== What to produce ==
Convert the listing below, from the line with "Each instance of the gravel" up to and including the line with "[[88, 329]]", into a JSON list of strings with one string per line, leaving out blank lines.

== Supplied records ==

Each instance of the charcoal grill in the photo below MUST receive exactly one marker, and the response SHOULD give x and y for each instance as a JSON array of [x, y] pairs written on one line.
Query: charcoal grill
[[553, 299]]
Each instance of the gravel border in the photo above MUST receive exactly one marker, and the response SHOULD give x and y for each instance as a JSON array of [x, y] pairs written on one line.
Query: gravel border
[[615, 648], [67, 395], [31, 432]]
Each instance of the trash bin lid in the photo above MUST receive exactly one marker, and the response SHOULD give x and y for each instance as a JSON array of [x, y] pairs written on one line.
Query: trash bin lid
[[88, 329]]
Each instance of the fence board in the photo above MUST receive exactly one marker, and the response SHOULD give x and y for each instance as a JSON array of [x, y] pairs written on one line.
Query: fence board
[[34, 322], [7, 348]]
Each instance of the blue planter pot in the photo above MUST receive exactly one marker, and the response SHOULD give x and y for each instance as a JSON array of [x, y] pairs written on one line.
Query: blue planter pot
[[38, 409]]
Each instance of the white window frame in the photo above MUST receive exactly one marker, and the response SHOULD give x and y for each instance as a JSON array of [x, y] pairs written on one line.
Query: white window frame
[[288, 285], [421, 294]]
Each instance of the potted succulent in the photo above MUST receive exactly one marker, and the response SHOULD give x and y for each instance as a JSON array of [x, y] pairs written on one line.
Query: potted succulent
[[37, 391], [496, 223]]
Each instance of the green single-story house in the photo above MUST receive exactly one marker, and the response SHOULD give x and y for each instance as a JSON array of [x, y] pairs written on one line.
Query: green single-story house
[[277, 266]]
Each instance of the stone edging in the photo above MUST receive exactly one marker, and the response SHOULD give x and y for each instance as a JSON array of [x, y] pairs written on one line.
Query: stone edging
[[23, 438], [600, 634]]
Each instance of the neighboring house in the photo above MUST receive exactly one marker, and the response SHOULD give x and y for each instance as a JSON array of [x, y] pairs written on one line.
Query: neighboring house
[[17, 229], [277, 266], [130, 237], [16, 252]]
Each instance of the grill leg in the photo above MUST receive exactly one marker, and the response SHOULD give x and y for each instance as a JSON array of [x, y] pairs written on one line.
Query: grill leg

== Response to the task ==
[
  "Each instance of the gravel border in the photo above MUST receive exactly one marker, and the response SHOULD give x and y for each instance as a JSON array of [x, y] pairs written on one line.",
  "Query: gravel border",
  "[[615, 648], [67, 395], [31, 432]]",
  "Each instance of the trash bin lid in the photo above MUST receive exactly one marker, and the response SHOULD give x and y for each instance as a JSON array of [x, y] pairs written on one line.",
  "Query: trash bin lid",
  "[[88, 329]]"
]